## Requirement
Restate word for word the lines of the material below, from the line with "Target = red life vest" to the line with "Target = white cloud", both lines included, and no others.

## Records provided
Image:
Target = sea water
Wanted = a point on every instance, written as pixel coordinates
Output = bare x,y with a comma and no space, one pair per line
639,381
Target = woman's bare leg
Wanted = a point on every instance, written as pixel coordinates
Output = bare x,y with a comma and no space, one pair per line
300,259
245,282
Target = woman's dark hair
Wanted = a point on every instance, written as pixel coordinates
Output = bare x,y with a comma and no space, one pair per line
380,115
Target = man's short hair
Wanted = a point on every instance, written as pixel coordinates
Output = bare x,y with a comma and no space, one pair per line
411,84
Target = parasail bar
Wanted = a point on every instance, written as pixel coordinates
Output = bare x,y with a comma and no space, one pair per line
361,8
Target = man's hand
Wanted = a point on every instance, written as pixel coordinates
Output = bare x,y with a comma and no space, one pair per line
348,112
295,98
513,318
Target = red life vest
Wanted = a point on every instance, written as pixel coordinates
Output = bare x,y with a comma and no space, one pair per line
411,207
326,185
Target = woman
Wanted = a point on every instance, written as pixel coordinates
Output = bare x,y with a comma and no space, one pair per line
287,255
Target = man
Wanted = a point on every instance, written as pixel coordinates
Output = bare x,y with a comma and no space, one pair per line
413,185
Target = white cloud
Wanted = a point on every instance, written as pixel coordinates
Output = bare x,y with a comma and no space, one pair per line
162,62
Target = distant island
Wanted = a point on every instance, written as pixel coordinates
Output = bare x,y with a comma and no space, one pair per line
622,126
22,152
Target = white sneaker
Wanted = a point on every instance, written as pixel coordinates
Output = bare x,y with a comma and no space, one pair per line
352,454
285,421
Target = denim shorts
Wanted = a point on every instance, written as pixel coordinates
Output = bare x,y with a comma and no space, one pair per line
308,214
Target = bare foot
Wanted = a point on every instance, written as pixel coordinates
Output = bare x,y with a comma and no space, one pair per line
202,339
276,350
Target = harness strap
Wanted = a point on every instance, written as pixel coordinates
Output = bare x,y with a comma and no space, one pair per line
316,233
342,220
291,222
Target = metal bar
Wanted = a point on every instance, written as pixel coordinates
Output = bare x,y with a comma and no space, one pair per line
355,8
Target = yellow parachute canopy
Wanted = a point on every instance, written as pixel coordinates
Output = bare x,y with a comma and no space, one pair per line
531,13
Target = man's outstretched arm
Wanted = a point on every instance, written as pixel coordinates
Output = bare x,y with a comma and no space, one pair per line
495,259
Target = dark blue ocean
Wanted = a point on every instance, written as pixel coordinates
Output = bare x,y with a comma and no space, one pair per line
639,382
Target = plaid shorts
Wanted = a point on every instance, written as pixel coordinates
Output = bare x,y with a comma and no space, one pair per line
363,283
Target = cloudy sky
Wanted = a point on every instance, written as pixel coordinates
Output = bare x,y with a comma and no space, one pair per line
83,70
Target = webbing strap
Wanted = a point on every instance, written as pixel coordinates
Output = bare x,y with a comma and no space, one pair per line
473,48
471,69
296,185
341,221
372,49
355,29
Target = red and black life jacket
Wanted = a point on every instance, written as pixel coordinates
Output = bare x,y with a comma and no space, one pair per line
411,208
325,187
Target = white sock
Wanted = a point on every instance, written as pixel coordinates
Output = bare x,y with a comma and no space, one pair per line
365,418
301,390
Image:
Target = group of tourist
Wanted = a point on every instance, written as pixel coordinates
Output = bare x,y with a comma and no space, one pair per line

## Written reply
Target = red life vest
Wanted = a point on every instance, written as pixel coordinates
Output = bare x,y with a comma and no space, one pair per line
411,207
326,185
Target = woman
Wanted = a point on every instance, written as pixel coordinates
Output = bare x,y with a comma and no space, one pair per line
287,255
Target = man
Wanted = a point on every instance, written as pixel coordinates
Output = bare x,y with a comma and no space, one pair per line
413,185
Target = white cloud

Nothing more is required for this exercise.